CP: Right. I think just stating that allows people a sense of power, that they're not just trapped in certain circumstances. They can't change the circumstance, but at least they can change their reaction to it, and that's a really powerful thing to start from.
NP: I often see that when I'm driving around the poor neighborhoods in Los Angeles...some of the homes are beautiful craftsman style houses, and they're just in the worst, most Hellish neighborhoods. You just think about what would happen if, as a group, people saw the potential in their existing world. What might happen if they did a little bit of what Madison did -- putting paper lilies on the sea of shit, so to speak.
CP: In a way, she's doing it all for her parents, because she's recognizing that, as ineffectual as her parents were, their motive was to try to provide her with a better world. She doesn't necessarily have to succeed, but she can at least return the effort by trying to provide them with a better Hell, a better afterlife. What redeems us is maybe not so much succeeding in that effort as it is making the effort for another person. That's one of the things that takes her mind off the fact that she herself is stuck in this awful place. Boy, that sounds lofty. Sorry about that.
NP: Also, just with the way she touches and affects other people. Her friends in Hell start off being a not very pleasant group of people, but through her sheer force of personality, they actually become really good friends and better people. And that goes to the effect that you can have on those around you just by being a little bit more pleasant yourself.
CP: Pleasant and accessible. There's a sense that Madison is denying the drama of the situation and denying a kind of social hierarchy. Everything that occurs is kind of equal for her, and that allows comedy to occur. When you deny the drama or the existing power structure, then comedy occurs.

--------

- _Problem set_
1: In the conversation about Madison in Hell, why does CP say comedy occurs in the story? Answer in one to three sentences.
2: Write a continuation of the conversation about Madison in Hell, starting after its final line.
None of the collected data matters here.

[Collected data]
--------

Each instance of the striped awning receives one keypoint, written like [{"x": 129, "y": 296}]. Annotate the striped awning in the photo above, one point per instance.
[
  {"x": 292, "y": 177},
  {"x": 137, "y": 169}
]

--------

- _Answers given_
1: Madison denies the drama of her situation and the social hierarchy around her, so everything that happens is kind of equal for her. CP says that when you deny the drama or the existing power structure, comedy occurs.

2:
NP: Madison is a very sympathetic character because of her parents. They have very misguided good intentions. If they do something good it's only ever in front of cameras. You have this line, "The road to Hell is paved in publicity stunts." It reminds me of the uncomfortable feeling I get when I'm at most Hollywood charity events...
CP: It really undermines the idea that anything can be good, and you sort of go back out into your life with a corrupt sense of altruism. That seems like the most insidious part of it, that you quit even believing that goodness is even possible because you always see it harnessed to a project or to publicity, to some sort of capital endeavor. That's the horrible part; you forget that there even is a heaven because it's all about making money or something like that.
NP: When you get some celebrity announcing that they've donated to something, the very fact that they've announced that they've done it diminishes what they've done.
CP: Exactly!
NP: Instead of seeing the beauty in that, and maybe this is a fault of mine, maybe this is me being not very generous of spirit, but I see the cynical side rather than the beauty, which saddens me. Maybe I should be a better person, see the beauty and brush aside my cynicism.
CP: I think that part of becoming a fully actualized adult is recognizing both. Being able to hold that paradox of both in your mind at the same time. Not being completely subsumed by pessimism, but also not being so gullible that you accept all of those things at face value.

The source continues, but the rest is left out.